Dataset excerpts on object pointing:
******************************

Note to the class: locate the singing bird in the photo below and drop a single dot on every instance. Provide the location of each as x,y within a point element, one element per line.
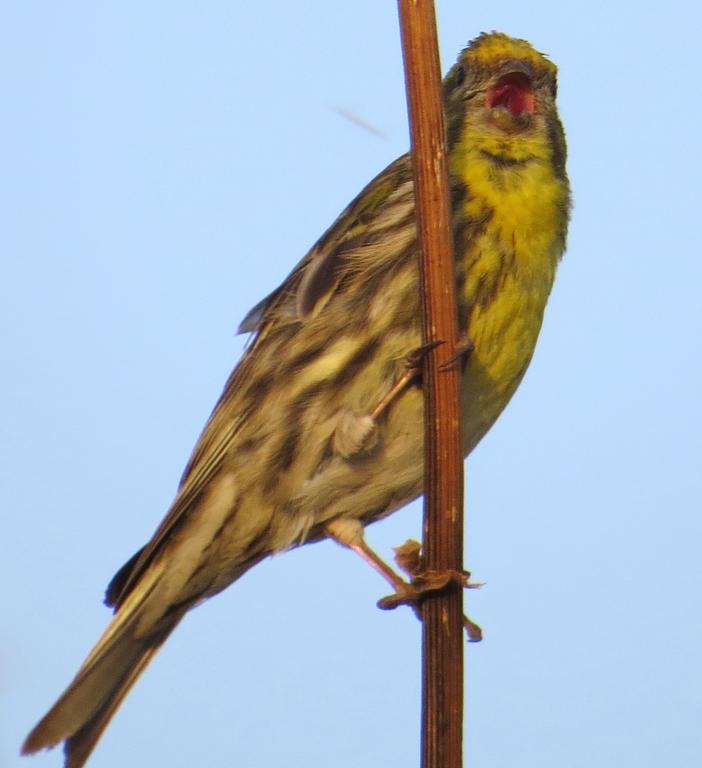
<point>319,429</point>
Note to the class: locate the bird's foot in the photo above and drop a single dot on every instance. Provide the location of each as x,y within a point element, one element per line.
<point>424,583</point>
<point>358,432</point>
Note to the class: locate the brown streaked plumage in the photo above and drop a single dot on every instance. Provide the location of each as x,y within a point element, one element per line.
<point>290,453</point>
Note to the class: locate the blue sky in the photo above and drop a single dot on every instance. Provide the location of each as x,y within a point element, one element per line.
<point>164,165</point>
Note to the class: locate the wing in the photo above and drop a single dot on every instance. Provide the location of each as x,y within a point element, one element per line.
<point>388,201</point>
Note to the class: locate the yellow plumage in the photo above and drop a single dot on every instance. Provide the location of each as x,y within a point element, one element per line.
<point>297,445</point>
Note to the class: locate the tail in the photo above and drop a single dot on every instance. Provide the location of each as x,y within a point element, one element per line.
<point>86,707</point>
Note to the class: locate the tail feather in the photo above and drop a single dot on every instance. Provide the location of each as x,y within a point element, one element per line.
<point>112,667</point>
<point>78,747</point>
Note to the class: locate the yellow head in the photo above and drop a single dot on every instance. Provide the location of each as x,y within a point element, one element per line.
<point>500,99</point>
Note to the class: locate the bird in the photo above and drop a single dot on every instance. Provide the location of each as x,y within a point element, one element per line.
<point>319,429</point>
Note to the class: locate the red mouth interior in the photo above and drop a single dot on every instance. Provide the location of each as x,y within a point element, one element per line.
<point>514,92</point>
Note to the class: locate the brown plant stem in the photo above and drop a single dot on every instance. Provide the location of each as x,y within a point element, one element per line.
<point>442,673</point>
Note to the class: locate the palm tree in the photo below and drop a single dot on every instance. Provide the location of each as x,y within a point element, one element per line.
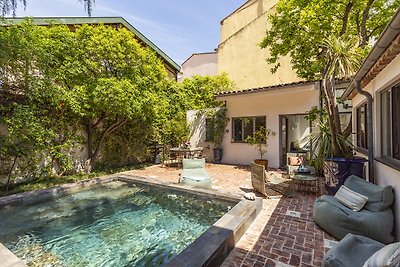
<point>343,58</point>
<point>8,6</point>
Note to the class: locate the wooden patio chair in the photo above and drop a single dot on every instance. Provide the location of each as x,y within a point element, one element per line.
<point>263,182</point>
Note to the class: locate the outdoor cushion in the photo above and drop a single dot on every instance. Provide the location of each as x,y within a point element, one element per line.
<point>387,256</point>
<point>295,161</point>
<point>339,220</point>
<point>379,198</point>
<point>350,199</point>
<point>353,250</point>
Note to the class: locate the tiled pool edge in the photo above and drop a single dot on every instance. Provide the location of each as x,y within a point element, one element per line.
<point>8,259</point>
<point>213,246</point>
<point>210,249</point>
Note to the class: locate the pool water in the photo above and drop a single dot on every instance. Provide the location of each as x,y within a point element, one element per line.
<point>114,224</point>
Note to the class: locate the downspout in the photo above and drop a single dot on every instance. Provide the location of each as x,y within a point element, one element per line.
<point>370,133</point>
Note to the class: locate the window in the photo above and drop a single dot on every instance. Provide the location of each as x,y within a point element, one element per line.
<point>209,129</point>
<point>245,126</point>
<point>361,114</point>
<point>390,112</point>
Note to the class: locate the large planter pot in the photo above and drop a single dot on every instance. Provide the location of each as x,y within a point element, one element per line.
<point>218,153</point>
<point>263,162</point>
<point>336,171</point>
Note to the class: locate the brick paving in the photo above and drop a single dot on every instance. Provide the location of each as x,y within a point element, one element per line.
<point>277,237</point>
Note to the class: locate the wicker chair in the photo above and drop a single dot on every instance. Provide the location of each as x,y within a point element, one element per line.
<point>262,181</point>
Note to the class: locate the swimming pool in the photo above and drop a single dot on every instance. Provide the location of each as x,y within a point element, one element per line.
<point>111,224</point>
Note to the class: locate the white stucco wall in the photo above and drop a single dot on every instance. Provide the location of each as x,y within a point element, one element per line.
<point>296,100</point>
<point>384,174</point>
<point>197,124</point>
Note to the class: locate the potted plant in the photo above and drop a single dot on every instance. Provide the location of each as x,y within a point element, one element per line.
<point>335,168</point>
<point>260,140</point>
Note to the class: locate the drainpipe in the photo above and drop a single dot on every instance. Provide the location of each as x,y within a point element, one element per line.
<point>370,133</point>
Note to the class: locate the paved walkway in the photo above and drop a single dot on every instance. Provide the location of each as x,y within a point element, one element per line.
<point>284,233</point>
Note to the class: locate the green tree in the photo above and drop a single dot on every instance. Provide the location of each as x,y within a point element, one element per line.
<point>36,128</point>
<point>195,93</point>
<point>326,40</point>
<point>107,79</point>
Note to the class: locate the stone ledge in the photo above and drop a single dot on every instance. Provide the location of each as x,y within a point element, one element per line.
<point>212,247</point>
<point>33,197</point>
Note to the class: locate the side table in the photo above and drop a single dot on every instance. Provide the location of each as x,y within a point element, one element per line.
<point>306,182</point>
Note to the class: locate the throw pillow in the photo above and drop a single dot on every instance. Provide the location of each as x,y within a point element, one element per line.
<point>351,199</point>
<point>295,161</point>
<point>387,256</point>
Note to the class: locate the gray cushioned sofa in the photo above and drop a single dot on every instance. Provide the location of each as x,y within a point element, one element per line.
<point>375,220</point>
<point>353,250</point>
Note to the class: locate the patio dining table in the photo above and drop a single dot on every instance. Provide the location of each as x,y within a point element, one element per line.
<point>186,152</point>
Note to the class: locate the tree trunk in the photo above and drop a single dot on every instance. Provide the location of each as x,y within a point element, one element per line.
<point>94,154</point>
<point>333,113</point>
<point>10,173</point>
<point>89,142</point>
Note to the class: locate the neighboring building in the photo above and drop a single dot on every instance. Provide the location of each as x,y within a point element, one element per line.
<point>380,77</point>
<point>239,53</point>
<point>171,66</point>
<point>203,64</point>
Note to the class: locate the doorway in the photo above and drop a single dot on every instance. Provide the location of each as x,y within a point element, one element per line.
<point>294,130</point>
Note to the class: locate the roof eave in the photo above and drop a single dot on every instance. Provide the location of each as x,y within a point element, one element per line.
<point>386,39</point>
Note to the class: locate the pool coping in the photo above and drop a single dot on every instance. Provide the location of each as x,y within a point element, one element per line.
<point>210,249</point>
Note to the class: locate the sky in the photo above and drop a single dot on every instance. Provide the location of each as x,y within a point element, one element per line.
<point>178,27</point>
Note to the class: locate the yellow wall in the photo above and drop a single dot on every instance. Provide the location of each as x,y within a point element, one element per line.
<point>239,54</point>
<point>285,101</point>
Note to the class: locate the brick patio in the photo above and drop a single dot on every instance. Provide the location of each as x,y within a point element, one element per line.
<point>284,233</point>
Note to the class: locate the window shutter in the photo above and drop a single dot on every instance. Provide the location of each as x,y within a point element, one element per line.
<point>396,121</point>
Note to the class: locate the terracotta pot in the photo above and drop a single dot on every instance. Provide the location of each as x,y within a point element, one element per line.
<point>263,162</point>
<point>336,171</point>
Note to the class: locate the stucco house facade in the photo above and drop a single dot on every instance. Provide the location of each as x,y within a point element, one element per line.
<point>239,53</point>
<point>203,64</point>
<point>378,135</point>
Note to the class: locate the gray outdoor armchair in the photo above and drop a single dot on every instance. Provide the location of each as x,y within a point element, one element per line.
<point>375,220</point>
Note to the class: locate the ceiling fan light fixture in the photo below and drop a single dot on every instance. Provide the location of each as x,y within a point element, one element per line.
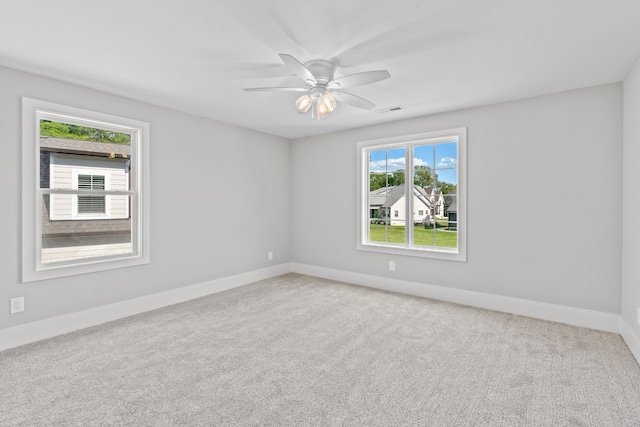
<point>303,103</point>
<point>327,102</point>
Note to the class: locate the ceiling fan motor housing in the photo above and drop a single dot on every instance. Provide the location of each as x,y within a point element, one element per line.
<point>322,70</point>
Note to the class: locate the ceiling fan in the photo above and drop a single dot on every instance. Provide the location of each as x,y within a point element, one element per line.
<point>322,91</point>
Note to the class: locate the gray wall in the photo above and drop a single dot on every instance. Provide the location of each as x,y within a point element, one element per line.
<point>544,200</point>
<point>631,199</point>
<point>219,202</point>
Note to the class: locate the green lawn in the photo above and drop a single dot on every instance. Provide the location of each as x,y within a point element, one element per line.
<point>421,236</point>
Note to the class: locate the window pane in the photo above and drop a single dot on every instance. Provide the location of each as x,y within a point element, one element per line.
<point>437,178</point>
<point>386,195</point>
<point>76,160</point>
<point>72,240</point>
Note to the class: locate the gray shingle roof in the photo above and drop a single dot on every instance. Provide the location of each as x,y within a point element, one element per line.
<point>74,146</point>
<point>388,196</point>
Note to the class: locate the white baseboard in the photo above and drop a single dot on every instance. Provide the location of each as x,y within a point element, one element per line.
<point>631,338</point>
<point>35,331</point>
<point>608,322</point>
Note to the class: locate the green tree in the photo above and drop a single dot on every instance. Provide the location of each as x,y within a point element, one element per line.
<point>83,133</point>
<point>423,176</point>
<point>396,177</point>
<point>377,180</point>
<point>447,188</point>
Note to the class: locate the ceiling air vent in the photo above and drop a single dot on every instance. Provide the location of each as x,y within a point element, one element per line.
<point>390,109</point>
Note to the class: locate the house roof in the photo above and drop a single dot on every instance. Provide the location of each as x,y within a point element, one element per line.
<point>388,196</point>
<point>451,202</point>
<point>75,146</point>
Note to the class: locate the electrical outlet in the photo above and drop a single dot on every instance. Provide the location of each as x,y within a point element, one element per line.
<point>17,305</point>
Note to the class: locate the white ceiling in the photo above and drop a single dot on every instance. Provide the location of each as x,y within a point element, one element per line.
<point>196,56</point>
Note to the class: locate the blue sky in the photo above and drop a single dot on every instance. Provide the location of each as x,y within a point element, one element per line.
<point>443,155</point>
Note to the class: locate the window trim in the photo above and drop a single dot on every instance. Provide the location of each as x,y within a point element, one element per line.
<point>32,111</point>
<point>75,214</point>
<point>363,147</point>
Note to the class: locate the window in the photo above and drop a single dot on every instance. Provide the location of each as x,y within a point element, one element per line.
<point>423,173</point>
<point>85,191</point>
<point>88,205</point>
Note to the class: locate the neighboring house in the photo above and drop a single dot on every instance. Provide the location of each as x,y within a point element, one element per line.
<point>451,210</point>
<point>436,198</point>
<point>80,218</point>
<point>388,205</point>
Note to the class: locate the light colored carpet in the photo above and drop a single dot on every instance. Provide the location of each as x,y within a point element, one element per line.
<point>301,351</point>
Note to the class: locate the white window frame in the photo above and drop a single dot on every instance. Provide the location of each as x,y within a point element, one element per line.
<point>408,141</point>
<point>33,110</point>
<point>107,198</point>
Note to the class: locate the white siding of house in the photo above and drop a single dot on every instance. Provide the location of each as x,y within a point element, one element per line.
<point>63,175</point>
<point>400,206</point>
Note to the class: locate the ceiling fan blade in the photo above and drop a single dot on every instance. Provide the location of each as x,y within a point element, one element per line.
<point>359,79</point>
<point>351,99</point>
<point>299,69</point>
<point>275,89</point>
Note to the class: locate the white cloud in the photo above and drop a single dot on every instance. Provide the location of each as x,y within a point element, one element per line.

******************************

Reproduce everything from the first of the lines above down to the line containing "<point>358,432</point>", both ends included, shifting every coordinate in the answers up by 4. Leave the pictures out of your reply.

Note to the class: locate the singing bird in the photo below and drop a single dot on every instance. Provide the location of each as x,y within a point element, one element per line.
<point>323,433</point>
Note to the class: locate the bird's foot in the photo above and drop a single dot on every instance. Provide the location of each as x,y within a point element, one element per line.
<point>428,587</point>
<point>362,436</point>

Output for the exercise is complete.